#### [THE EXERCISE]
Rewrite the data below, replacing every "bounding box" with "enclosing rectangle" and leaving everything else unchanged. Leave the pictures out of your answer.

#### [THE DATA]

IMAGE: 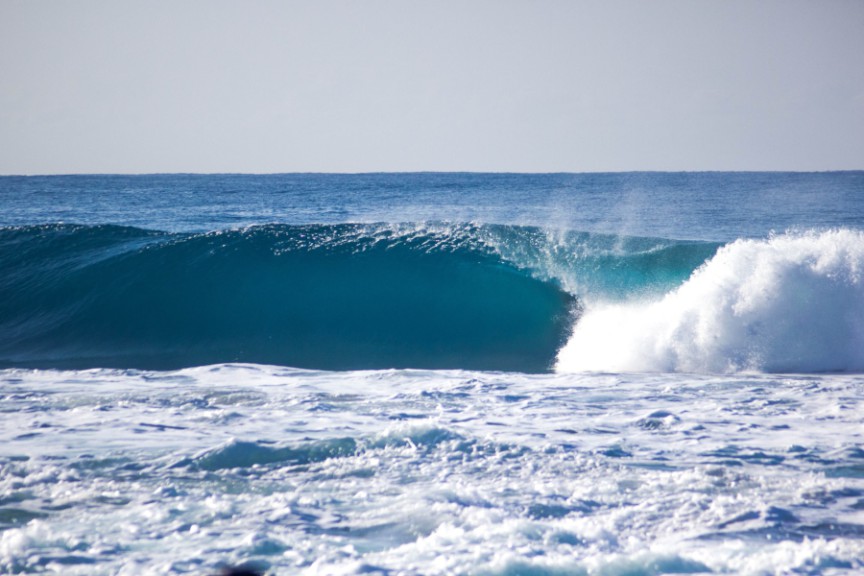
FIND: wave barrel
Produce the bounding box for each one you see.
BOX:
[0,225,574,372]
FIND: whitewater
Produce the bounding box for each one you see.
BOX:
[0,172,864,576]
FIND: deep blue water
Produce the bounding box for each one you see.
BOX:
[0,172,864,576]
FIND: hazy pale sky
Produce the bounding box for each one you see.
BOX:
[0,0,864,174]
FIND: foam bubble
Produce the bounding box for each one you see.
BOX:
[556,229,864,372]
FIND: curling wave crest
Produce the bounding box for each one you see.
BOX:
[556,229,864,372]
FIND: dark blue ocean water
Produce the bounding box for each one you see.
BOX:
[0,172,864,576]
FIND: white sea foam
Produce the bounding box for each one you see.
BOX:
[556,229,864,372]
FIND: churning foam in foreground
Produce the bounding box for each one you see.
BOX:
[556,229,864,372]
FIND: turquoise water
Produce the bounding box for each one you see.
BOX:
[0,172,864,575]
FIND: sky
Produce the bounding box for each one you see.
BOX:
[0,0,864,174]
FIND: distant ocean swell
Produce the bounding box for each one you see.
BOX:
[0,223,864,372]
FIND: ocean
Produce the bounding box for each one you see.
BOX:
[0,172,864,576]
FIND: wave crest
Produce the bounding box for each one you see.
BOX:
[556,229,864,372]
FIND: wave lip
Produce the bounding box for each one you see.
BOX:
[556,229,864,373]
[0,224,575,372]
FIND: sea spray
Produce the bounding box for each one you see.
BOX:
[557,229,864,372]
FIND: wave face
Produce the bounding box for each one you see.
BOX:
[0,224,576,372]
[557,229,864,372]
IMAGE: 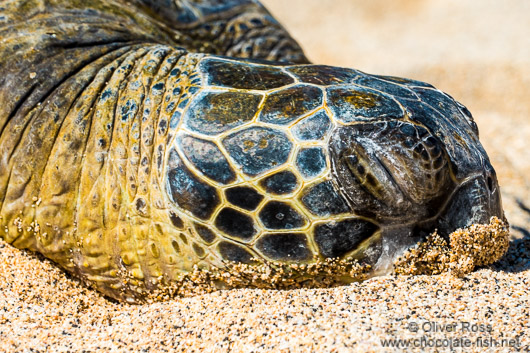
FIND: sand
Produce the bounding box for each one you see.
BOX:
[0,0,530,352]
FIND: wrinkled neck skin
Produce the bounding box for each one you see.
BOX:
[0,1,503,301]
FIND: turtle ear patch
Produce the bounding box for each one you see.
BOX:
[194,223,216,244]
[167,148,220,220]
[256,233,313,261]
[215,208,256,240]
[259,201,307,229]
[301,180,350,217]
[259,170,299,195]
[327,85,404,123]
[223,126,293,176]
[217,241,254,264]
[184,91,262,136]
[291,110,331,141]
[287,65,360,86]
[200,58,294,90]
[296,147,326,178]
[259,86,323,125]
[314,219,379,258]
[178,136,236,184]
[225,186,263,211]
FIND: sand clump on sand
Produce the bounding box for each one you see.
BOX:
[0,0,530,352]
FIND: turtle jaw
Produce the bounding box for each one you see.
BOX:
[433,171,505,236]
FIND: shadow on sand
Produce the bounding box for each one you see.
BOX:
[492,200,530,273]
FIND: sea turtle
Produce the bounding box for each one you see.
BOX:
[0,0,503,302]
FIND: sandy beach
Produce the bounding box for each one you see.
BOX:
[0,0,530,352]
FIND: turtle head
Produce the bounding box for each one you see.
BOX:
[330,120,503,237]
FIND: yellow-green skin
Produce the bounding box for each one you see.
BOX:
[0,0,502,301]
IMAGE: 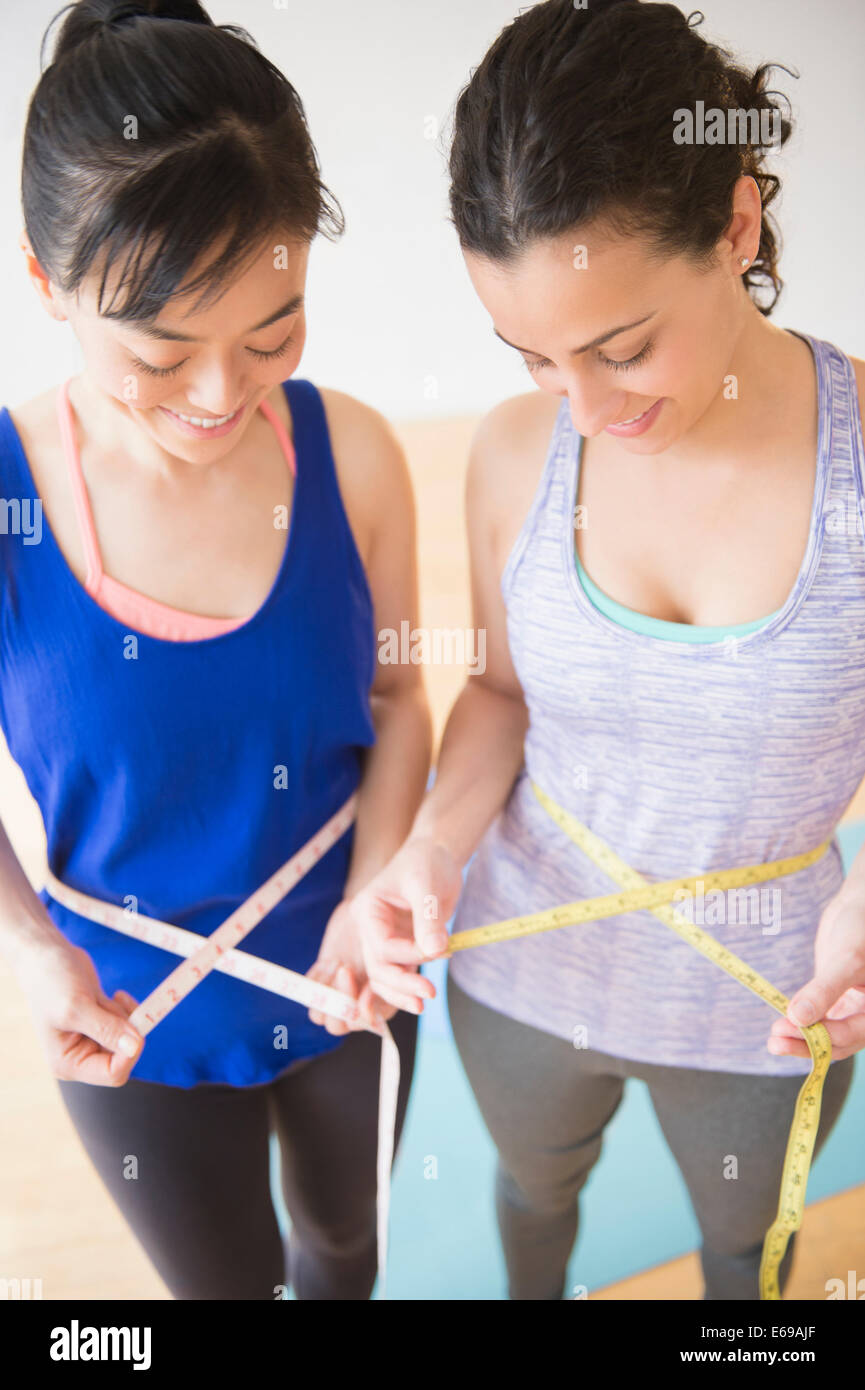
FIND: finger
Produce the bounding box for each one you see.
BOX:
[56,1036,136,1086]
[68,998,145,1058]
[359,981,396,1027]
[370,965,435,999]
[362,917,426,965]
[324,965,357,1037]
[375,937,427,965]
[114,990,139,1017]
[370,981,424,1013]
[406,878,448,960]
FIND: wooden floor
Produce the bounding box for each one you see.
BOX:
[0,405,865,1300]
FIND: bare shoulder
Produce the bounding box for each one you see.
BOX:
[8,386,57,448]
[466,391,562,562]
[318,386,414,563]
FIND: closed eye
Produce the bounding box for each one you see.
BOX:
[523,339,655,373]
[132,334,293,377]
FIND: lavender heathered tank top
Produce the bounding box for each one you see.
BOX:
[449,334,865,1076]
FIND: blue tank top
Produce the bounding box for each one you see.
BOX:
[0,379,375,1087]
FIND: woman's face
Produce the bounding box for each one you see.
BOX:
[31,230,309,463]
[464,208,759,455]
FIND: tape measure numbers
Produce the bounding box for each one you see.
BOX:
[45,783,832,1298]
[451,781,832,1300]
[43,794,399,1298]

#### [TASK RESULT]
IMAGE: 
FIND: wave barrel
Produce the enclosing rectangle for each one you see.
BOX:
[0,225,574,372]
FIND: whitewater
Produce the enclosing rectangle for each one you see.
BOX:
[0,172,864,576]
FIND: deep blue water
Produce the enclosing rectangle for each one you see.
BOX:
[0,172,864,576]
FIND: hazy pale sky
Produce the enclosing rectangle for each one you see.
BOX:
[0,0,864,174]
FIND: foam bubble
Produce the enclosing rectangle for each one you see.
BOX:
[556,229,864,372]
FIND: curling wave crest
Produce the enclosing rectangle for each one you see.
BOX:
[556,229,864,372]
FIND: dark blue ocean water
Produce the enclosing rectangle for each one you see.
BOX:
[0,172,864,576]
FIND: white sea foam
Produce the enclosing rectangle for each one you see.
BOX:
[556,229,864,372]
FIND: churning foam in foreground
Produce the enclosing rectangle for each one you see.
BOX:
[556,229,864,372]
FIND: turquoise water
Produce the enclosing rectangle for each one you see.
BOX:
[0,172,864,575]
FIND: sky
Produce the enclosing rectangle for each one you see.
BOX:
[0,0,864,174]
FIND: distant ocean swell
Produce the enclosing rectangle for each one you see.
BOX:
[0,223,864,372]
FIND: ocean
Produce the enclosing rectangle for each one you see.
BOX:
[0,172,864,576]
FIND: wave crest
Produce the enclosing rectangle for each one you see.
BOX:
[556,229,864,372]
FIND: wave lip
Produce the enclosing rectangle for each one you see.
BOX:
[556,229,864,373]
[0,224,575,372]
FIND: sea spray
Produce the enclosing rectangle for each one you see.
BOX:
[557,229,864,372]
FIND: wave face
Produce the enclosing rectangle for each one you see.
BOX:
[0,224,576,372]
[557,229,864,372]
IMAGE: 
FIND: sand
Produce the enclosing rectangle for each one you see.
BOX:
[0,0,530,352]
FIND: wrinkled neck skin
Produce the enclosing rectangle for each one you see.
BOX:
[0,1,503,301]
FIND: turtle ear patch
Produce the enclosing rectangle for each one you see.
BOX:
[194,223,216,244]
[167,148,220,220]
[256,233,313,261]
[215,208,256,240]
[259,201,307,229]
[301,180,350,217]
[259,170,299,195]
[327,85,404,123]
[223,126,293,176]
[217,241,254,264]
[184,91,262,136]
[291,110,331,141]
[287,65,360,86]
[200,58,294,90]
[296,147,326,178]
[259,86,323,125]
[314,219,379,258]
[178,136,236,184]
[225,186,263,211]
FIND: sand clump on sand
Produce the enclosing rectangle for each one you see.
BOX:
[0,0,530,352]
FIND: turtle jaw
Produce the enclosing rectangle for each one you see.
BOX:
[433,171,505,236]
FIND: shadow on sand
Produce the enclosing rectangle for each one you see.
BOX:
[492,200,530,273]
FIND: sea turtle
Produce the enclosing rectangle for each one you see.
BOX:
[0,0,503,302]
FIND: sandy beach
Produce the enclosing rectangle for each one you see.
BOX:
[0,0,530,352]
FIND: turtle head
Produce the enclosing rectangle for each one you see.
BOX:
[330,120,503,237]
FIND: yellow-green skin
Produce the enclosing rectangle for each one you see.
BOX:
[0,0,502,301]
IMAGE: 
FIND: finger
Produce the enclosing rectangle for each one you see.
BOX:
[56,1036,136,1086]
[68,998,145,1058]
[359,981,396,1027]
[370,965,435,999]
[362,917,426,965]
[324,965,357,1037]
[375,937,427,965]
[114,990,139,1017]
[370,981,424,1013]
[406,878,448,960]
FIND: wooden floor
Produce the enclosing rectangle for each one you see.
BOX:
[0,405,865,1300]
FIND: bare shoulder
Produce the enclosing rectangle for each one you see.
BOX:
[8,386,57,448]
[466,391,562,562]
[318,386,414,563]
FIND: closed eye
Produce the enclosing rectangle for each one you see.
BOX:
[523,339,655,373]
[132,334,293,377]
FIND: lavender heathered tank top
Produce the enclosing rectangle for each one you see.
BOX:
[449,334,865,1076]
FIND: blue tank top
Produce the enclosing rectangle for each one you see.
BOX:
[0,379,375,1087]
FIND: woman's face
Produce the enclosing rectangle for each one you see.
BOX:
[31,230,309,463]
[464,208,759,455]
FIND: tape measure numbers
Produce the enclosing rectangle for each one you see.
BOX:
[45,783,832,1298]
[451,781,832,1300]
[43,794,399,1298]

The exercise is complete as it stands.